> Records for the task
=======
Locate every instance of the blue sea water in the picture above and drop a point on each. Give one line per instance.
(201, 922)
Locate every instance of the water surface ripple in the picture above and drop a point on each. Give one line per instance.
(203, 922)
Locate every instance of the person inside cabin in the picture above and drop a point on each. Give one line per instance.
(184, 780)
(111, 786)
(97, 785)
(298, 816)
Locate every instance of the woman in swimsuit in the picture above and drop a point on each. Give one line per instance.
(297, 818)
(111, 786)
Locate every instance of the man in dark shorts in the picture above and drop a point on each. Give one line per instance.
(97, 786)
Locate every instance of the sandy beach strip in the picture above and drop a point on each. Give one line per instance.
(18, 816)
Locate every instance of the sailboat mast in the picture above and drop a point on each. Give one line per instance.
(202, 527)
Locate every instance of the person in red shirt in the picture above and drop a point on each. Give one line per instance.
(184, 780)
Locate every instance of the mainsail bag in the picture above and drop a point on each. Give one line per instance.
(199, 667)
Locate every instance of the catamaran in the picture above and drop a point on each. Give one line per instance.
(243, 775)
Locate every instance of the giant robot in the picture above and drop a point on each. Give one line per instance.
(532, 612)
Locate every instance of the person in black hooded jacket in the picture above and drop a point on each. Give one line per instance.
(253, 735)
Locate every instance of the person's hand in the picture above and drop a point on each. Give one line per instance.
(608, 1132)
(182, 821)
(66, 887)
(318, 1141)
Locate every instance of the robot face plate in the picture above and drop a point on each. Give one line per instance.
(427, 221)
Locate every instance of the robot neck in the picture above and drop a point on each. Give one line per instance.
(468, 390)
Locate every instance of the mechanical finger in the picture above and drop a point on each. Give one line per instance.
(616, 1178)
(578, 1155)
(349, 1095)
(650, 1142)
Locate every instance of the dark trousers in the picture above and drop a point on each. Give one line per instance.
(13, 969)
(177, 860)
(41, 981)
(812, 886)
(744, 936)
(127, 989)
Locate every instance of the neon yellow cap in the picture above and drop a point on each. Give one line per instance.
=======
> What the task asks
Could you write out the records again, from the line containing "Locate every instance of the robot face" through the end of the records, swapping "mechanical finger" for "robotic finger" and leaving everything else unchanged?

> Written solution
Locate every instance of the robot face plate in the picture above and drop a point on each. Give one line per instance.
(427, 221)
Locate every instance of the robot neck in the picture above and drop a point on each. Give one line per instance.
(468, 390)
Locate every instance of the robotic finger in the picture above and drop a point on each. Give one line per instance.
(616, 1178)
(578, 1155)
(349, 1095)
(650, 1142)
Locate every instance of the dark trousers in the picture above and drop a point on each. Give one line per instance.
(13, 969)
(177, 860)
(41, 981)
(812, 886)
(744, 936)
(127, 989)
Locate every instance of the neon yellow cap in the picture above and drop a point on each. Give one line per instance.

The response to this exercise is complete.